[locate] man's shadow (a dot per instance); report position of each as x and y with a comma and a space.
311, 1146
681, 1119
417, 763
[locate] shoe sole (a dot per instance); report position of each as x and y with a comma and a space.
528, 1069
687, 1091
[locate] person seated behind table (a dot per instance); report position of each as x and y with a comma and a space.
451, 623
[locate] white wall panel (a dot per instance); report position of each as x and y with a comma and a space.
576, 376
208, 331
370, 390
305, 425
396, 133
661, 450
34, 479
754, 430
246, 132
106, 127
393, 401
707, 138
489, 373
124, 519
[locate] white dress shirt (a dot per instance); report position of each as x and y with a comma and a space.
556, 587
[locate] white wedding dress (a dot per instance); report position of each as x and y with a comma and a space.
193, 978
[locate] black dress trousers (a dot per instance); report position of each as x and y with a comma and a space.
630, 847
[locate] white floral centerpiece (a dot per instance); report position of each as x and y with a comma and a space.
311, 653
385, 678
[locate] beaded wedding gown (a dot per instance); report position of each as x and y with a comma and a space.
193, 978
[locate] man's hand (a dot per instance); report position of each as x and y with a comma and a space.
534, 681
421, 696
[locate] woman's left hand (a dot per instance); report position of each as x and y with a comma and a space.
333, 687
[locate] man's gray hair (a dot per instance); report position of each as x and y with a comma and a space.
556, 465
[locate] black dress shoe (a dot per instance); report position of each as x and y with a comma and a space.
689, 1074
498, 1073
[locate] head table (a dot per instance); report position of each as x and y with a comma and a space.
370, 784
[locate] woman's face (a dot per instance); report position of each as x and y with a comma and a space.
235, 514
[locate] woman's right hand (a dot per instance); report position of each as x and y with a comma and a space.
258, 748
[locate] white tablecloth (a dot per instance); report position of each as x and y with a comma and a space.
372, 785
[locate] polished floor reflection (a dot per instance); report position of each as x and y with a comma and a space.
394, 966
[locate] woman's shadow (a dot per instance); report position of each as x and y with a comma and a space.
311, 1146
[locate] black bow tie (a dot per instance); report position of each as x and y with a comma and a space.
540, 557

--------------------------------

All of the material should be duplicated exactly.

● **Result of this exercise**:
[locate] man's shadow (a dot per instance); report position of each as x and y with a comma and a space.
311, 1146
681, 1119
417, 763
[locate] shoe sole (a dot per instance); report position of each as x and y with a comma and a space.
528, 1069
687, 1091
[locate] person seated behind table (a dot per instance); report position of each as x and y with a comma and a space.
451, 623
[locate] white wall panel (a dot per instance); report position of each as x and y with a comma and a space.
576, 376
208, 331
370, 390
305, 425
396, 133
661, 450
34, 479
754, 430
246, 132
106, 127
393, 401
707, 138
489, 373
124, 519
[locate] white dress shirt (a dot per instance); report position of each as x and y with a comma and a space.
556, 587
[locate] white wedding dress (a dot per instance); report position of each as x and y with a comma and a space.
193, 978
[locate] black dress trousers (a dot per instance); report position of each as x and y with a comma and a space.
630, 847
[locate] white floral centerpiece (a dot per instance); report position of each as x and y with a comma and a space.
311, 653
385, 678
[locate] beaded wedding gown (a dot per instance); report position of each as x and y with a comma and a space.
193, 978
[locate] man's hand (a dot per instance); report position of each as x and y with a comma and a space.
534, 681
421, 696
[locate] woman's left hand (a dot per instance); report position of each as x and y with a comma and a space.
333, 687
[locate] man's gray hair (a dot per instance); report position of each as x and y with a comma and a space.
556, 465
[locate] black dress shoe (a dot per instance); report position of each as x and y with a comma and a space.
689, 1074
498, 1073
[locate] head table (a dot per instance); report position of each as x and y with a comma and a space.
370, 784
[locate] woman's face (a dot per instance); report position of each as x and y with a comma and a space.
235, 514
[locate] woman's right hand (a dot per instance); report position of each as x and y with a comma and a space.
258, 748
[locate] white tablecloth (a dot per instance); report position of each as x and y with a comma and a space.
372, 785
[locate] polished floor reflection (a dot per instance); report position of each as x and y with a comma and a space.
394, 966
[locate] woman's shadow (a dot per instance); report position of each as x and y with a comma and a space.
311, 1146
[locate] black bow tie (a dot per instance); report position of each as x and y with a comma and a space.
540, 557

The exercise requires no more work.